**To do**
Set out every line of the records below as a Markdown table with two columns, Row and Line, numbering each row and skipping blank lines.

**Task data**
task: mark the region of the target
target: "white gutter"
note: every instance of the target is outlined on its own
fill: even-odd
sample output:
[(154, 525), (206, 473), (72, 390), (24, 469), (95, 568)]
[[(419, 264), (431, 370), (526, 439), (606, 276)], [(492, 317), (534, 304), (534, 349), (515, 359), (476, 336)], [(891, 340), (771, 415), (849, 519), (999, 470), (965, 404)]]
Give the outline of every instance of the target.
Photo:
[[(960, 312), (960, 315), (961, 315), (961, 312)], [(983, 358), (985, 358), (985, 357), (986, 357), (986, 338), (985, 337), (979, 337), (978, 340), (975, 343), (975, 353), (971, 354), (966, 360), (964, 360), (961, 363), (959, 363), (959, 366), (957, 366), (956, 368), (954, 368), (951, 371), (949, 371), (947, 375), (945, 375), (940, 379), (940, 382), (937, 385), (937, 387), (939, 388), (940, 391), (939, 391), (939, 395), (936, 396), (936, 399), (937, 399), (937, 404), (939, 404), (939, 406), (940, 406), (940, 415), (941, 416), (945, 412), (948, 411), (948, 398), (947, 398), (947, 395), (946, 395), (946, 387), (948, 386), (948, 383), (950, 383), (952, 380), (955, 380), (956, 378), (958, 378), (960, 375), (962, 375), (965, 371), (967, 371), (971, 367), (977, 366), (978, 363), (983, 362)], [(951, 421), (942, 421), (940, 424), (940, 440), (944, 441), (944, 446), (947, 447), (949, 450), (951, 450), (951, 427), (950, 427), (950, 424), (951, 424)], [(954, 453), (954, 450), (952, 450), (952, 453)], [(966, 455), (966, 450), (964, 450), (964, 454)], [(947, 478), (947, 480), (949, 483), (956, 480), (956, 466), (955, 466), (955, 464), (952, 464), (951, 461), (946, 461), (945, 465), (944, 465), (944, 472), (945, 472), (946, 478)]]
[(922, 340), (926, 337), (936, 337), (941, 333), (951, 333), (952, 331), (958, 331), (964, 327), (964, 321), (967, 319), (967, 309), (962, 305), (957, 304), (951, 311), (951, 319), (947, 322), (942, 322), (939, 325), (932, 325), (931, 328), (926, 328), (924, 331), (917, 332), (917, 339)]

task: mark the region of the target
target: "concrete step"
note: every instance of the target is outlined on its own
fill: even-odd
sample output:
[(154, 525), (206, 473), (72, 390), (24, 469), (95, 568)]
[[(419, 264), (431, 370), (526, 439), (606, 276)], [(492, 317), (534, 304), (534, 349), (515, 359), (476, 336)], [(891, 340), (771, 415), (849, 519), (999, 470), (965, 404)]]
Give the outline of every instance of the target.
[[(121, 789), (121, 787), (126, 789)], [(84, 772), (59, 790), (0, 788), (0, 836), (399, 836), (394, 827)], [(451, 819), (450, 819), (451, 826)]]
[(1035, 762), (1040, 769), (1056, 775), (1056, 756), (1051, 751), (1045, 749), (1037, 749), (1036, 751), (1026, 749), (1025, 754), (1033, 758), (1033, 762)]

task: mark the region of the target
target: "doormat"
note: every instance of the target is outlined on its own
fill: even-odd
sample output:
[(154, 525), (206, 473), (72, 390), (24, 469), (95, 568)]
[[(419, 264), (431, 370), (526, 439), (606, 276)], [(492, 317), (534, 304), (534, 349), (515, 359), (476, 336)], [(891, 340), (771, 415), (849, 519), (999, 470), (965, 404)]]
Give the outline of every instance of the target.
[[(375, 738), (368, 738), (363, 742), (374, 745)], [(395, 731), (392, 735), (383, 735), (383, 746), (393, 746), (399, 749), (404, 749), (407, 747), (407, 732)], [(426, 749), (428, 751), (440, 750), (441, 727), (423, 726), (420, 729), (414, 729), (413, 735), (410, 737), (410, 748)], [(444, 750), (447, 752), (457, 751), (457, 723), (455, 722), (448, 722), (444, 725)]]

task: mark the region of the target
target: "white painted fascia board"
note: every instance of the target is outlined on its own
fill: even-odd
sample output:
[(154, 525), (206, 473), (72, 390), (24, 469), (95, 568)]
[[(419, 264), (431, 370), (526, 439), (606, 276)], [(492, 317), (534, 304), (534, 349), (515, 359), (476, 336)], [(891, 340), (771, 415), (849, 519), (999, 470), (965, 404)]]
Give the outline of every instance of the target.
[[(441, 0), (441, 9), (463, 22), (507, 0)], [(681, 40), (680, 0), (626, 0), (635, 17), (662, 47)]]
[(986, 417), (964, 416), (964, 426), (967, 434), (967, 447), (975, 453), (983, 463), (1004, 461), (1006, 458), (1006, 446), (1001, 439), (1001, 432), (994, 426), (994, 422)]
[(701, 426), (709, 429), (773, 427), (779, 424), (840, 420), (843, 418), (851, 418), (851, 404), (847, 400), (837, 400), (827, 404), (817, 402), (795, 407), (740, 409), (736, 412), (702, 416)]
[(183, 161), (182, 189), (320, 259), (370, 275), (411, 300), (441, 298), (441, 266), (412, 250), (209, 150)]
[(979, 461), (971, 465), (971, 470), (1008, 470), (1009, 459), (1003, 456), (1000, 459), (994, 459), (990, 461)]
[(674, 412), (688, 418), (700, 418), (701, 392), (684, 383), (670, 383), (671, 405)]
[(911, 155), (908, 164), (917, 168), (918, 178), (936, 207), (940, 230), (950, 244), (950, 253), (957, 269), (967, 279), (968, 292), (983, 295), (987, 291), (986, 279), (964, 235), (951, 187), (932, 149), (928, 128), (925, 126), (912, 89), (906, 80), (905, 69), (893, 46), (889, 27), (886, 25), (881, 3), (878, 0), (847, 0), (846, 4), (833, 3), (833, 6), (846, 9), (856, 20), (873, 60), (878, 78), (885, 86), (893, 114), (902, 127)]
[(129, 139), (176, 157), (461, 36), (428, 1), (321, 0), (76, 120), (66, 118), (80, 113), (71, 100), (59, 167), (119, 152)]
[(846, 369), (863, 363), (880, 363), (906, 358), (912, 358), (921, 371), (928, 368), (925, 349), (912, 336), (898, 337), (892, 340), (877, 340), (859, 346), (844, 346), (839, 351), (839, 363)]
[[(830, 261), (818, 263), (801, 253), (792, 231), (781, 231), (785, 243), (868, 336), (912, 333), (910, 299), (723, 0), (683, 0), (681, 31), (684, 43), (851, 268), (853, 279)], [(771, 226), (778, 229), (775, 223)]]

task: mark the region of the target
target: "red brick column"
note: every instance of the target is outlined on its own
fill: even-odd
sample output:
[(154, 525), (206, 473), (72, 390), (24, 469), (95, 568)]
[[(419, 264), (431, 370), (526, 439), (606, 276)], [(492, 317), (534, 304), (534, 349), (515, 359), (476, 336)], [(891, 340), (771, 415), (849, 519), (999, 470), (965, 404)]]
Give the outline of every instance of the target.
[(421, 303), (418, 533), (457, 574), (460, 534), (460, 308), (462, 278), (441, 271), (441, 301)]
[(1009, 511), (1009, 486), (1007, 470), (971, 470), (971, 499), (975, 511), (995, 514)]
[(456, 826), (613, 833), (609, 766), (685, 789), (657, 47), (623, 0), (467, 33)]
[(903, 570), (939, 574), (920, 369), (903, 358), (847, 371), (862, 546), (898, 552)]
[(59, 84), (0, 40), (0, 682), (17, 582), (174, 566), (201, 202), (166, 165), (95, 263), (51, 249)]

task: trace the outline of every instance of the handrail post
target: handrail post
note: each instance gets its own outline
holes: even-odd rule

**Correct output**
| Row | Line |
|---|---|
| 1 | task: mark the region of the target |
| 2 | target: "white gutter" |
| 3 | note: every instance of the target is outlined on its own |
| 4 | fill: even-odd |
| 5 | sample output: |
| 6 | [(154, 525), (206, 473), (72, 390), (24, 469), (95, 568)] |
| 7 | [[(419, 264), (431, 370), (526, 439), (606, 276)], [(492, 317), (534, 304), (534, 349), (515, 359), (476, 336)], [(891, 340), (771, 415), (849, 519), (999, 470), (965, 404)]] |
| 8 | Give the outline of every instance of the target. |
| 9 | Photo: |
| 10 | [[(960, 312), (960, 315), (961, 315), (961, 312)], [(983, 358), (985, 358), (985, 357), (986, 357), (986, 338), (985, 337), (979, 337), (978, 340), (975, 343), (975, 353), (971, 354), (966, 360), (964, 360), (961, 363), (959, 363), (959, 366), (957, 366), (956, 368), (954, 368), (951, 371), (949, 371), (947, 375), (945, 375), (940, 379), (940, 382), (937, 385), (937, 387), (939, 388), (940, 391), (939, 391), (939, 395), (936, 396), (936, 399), (937, 399), (937, 404), (939, 404), (939, 406), (940, 406), (940, 415), (941, 416), (945, 412), (948, 411), (948, 398), (947, 398), (947, 395), (946, 395), (946, 387), (948, 386), (948, 383), (950, 383), (952, 380), (955, 380), (956, 378), (958, 378), (960, 375), (962, 375), (965, 371), (967, 371), (971, 367), (977, 366), (978, 363), (983, 362)], [(951, 421), (942, 421), (940, 424), (940, 440), (944, 441), (944, 446), (947, 447), (949, 450), (951, 450), (951, 427), (950, 427), (950, 424), (951, 424)], [(954, 453), (954, 450), (952, 450), (952, 453)], [(966, 455), (966, 450), (964, 450), (964, 454)], [(947, 478), (947, 480), (949, 483), (956, 480), (956, 466), (955, 466), (955, 464), (952, 464), (951, 461), (946, 461), (945, 465), (944, 465), (944, 472), (945, 472), (946, 478)]] |
| 11 | [(922, 340), (926, 337), (936, 337), (941, 333), (951, 333), (952, 331), (958, 331), (964, 327), (964, 321), (967, 319), (967, 309), (962, 305), (957, 304), (951, 311), (951, 319), (947, 322), (942, 322), (939, 325), (932, 325), (931, 328), (926, 328), (924, 331), (917, 332), (917, 339)] |
| 12 | task: mark the region of the target |
| 13 | target: "concrete step" |
| 14 | note: every instance of the target is outlined on its own |
| 15 | fill: even-odd |
| 16 | sample output: |
| 17 | [(154, 525), (206, 473), (72, 390), (24, 469), (95, 568)] |
| 18 | [[(419, 264), (431, 370), (526, 439), (606, 276)], [(492, 317), (534, 304), (534, 349), (515, 359), (476, 336)], [(891, 340), (771, 415), (849, 519), (999, 470), (965, 404)]] |
| 19 | Give the outline of every instance of the target. |
| 20 | [[(121, 789), (121, 787), (126, 789)], [(84, 772), (59, 790), (0, 788), (0, 836), (399, 836), (394, 827)], [(451, 819), (450, 819), (451, 826)]] |
| 21 | [(1035, 762), (1040, 769), (1056, 775), (1056, 756), (1051, 751), (1045, 749), (1037, 749), (1036, 751), (1026, 749), (1025, 754), (1033, 758), (1033, 762)] |
| 22 | task: mark the region of the target |
| 23 | target: "doormat" |
| 24 | note: every instance of the target is outlined on its own |
| 25 | fill: even-odd |
| 26 | sample output: |
| 27 | [(154, 525), (206, 473), (72, 390), (24, 469), (95, 568)] |
| 28 | [[(419, 264), (431, 370), (526, 439), (606, 276)], [(492, 317), (534, 304), (534, 349), (515, 359), (476, 336)], [(891, 340), (771, 415), (849, 519), (999, 470), (965, 404)]] |
| 29 | Give the outline of every instance of the target. |
| 30 | [[(375, 738), (368, 738), (363, 742), (374, 745)], [(395, 731), (392, 735), (383, 735), (383, 746), (393, 746), (399, 749), (404, 749), (407, 747), (407, 732)], [(426, 749), (428, 751), (440, 750), (441, 727), (423, 726), (420, 729), (414, 729), (413, 735), (410, 737), (410, 748)], [(444, 750), (447, 752), (457, 751), (457, 723), (455, 722), (448, 722), (444, 725)]] |
| 31 | task: mark the region of the target |
| 32 | target: "white painted fascia board" |
| 33 | note: every instance of the target is outlined on its own |
| 34 | fill: even-odd |
| 35 | sample output: |
| 36 | [(154, 525), (206, 473), (72, 390), (24, 469), (95, 568)] |
| 37 | [[(419, 264), (431, 370), (526, 439), (606, 276)], [(492, 317), (534, 304), (534, 349), (515, 359), (476, 336)], [(891, 340), (771, 415), (849, 519), (999, 470), (965, 404)]] |
| 38 | Give the outline of every instance of the target. |
| 39 | [[(441, 0), (441, 9), (463, 22), (507, 0)], [(681, 40), (680, 0), (626, 0), (635, 17), (662, 47)]] |
| 40 | [(986, 417), (964, 416), (964, 426), (967, 434), (967, 447), (975, 453), (983, 463), (1004, 461), (1006, 458), (1006, 446), (1001, 439), (1001, 432), (994, 426), (994, 422)] |
| 41 | [(701, 426), (709, 429), (773, 427), (779, 424), (840, 420), (843, 418), (851, 418), (851, 404), (847, 400), (837, 400), (827, 404), (817, 402), (795, 407), (740, 409), (736, 412), (702, 416)] |
| 42 | [(183, 161), (182, 189), (320, 259), (370, 275), (411, 300), (441, 298), (441, 266), (412, 250), (209, 150)] |
| 43 | [(979, 461), (971, 465), (971, 470), (1008, 470), (1009, 459), (1003, 456), (1000, 459), (994, 459), (990, 461)] |
| 44 | [(674, 412), (688, 418), (700, 418), (701, 392), (684, 383), (670, 383), (671, 405)] |
| 45 | [(911, 155), (908, 164), (917, 168), (918, 178), (936, 207), (940, 230), (950, 244), (950, 253), (957, 269), (967, 279), (968, 292), (983, 295), (987, 291), (986, 279), (964, 235), (951, 187), (932, 149), (928, 128), (925, 126), (912, 89), (906, 80), (905, 69), (893, 46), (889, 27), (886, 25), (881, 3), (878, 0), (847, 0), (846, 4), (833, 3), (833, 6), (846, 9), (856, 20), (873, 60), (878, 78), (885, 86), (893, 114), (902, 127)] |
| 46 | [(129, 139), (176, 157), (461, 36), (428, 1), (321, 0), (76, 120), (66, 118), (80, 113), (71, 100), (59, 167), (119, 152)] |
| 47 | [(846, 369), (863, 363), (880, 363), (906, 358), (912, 358), (921, 371), (928, 368), (925, 349), (912, 336), (898, 337), (892, 340), (877, 340), (859, 346), (844, 346), (839, 351), (839, 363)] |
| 48 | [[(830, 261), (818, 263), (801, 253), (792, 231), (781, 231), (785, 243), (868, 336), (912, 333), (910, 299), (723, 0), (683, 0), (681, 31), (684, 43), (851, 268), (853, 279)], [(771, 226), (778, 229), (775, 223)]] |
| 49 | task: mark the region of the target |
| 50 | target: "red brick column" |
| 51 | note: every instance of the target is outlined on its own |
| 52 | fill: even-odd |
| 53 | sample output: |
| 54 | [(154, 525), (206, 473), (72, 390), (24, 469), (95, 568)] |
| 55 | [[(419, 264), (431, 370), (526, 439), (606, 276)], [(492, 317), (534, 304), (534, 349), (515, 359), (476, 336)], [(891, 340), (771, 415), (849, 519), (999, 470), (965, 404)]] |
| 56 | Give the outline of every instance of the target. |
| 57 | [(421, 303), (418, 533), (457, 574), (460, 534), (460, 308), (462, 278), (441, 271), (441, 301)] |
| 58 | [(1009, 511), (1009, 486), (1007, 470), (971, 470), (971, 499), (975, 511), (995, 514)] |
| 59 | [(456, 826), (613, 833), (609, 766), (685, 789), (657, 47), (623, 0), (467, 33)] |
| 60 | [(903, 570), (939, 574), (920, 369), (903, 358), (847, 371), (862, 546), (898, 552)] |
| 61 | [(59, 84), (0, 40), (0, 682), (17, 582), (174, 566), (201, 202), (166, 165), (95, 263), (51, 249)] |
| 62 | task: trace the outline of every instance of the handrail post |
| 63 | target: handrail post |
| 64 | note: each instance gets its own outline |
| 65 | holes: even-odd rule |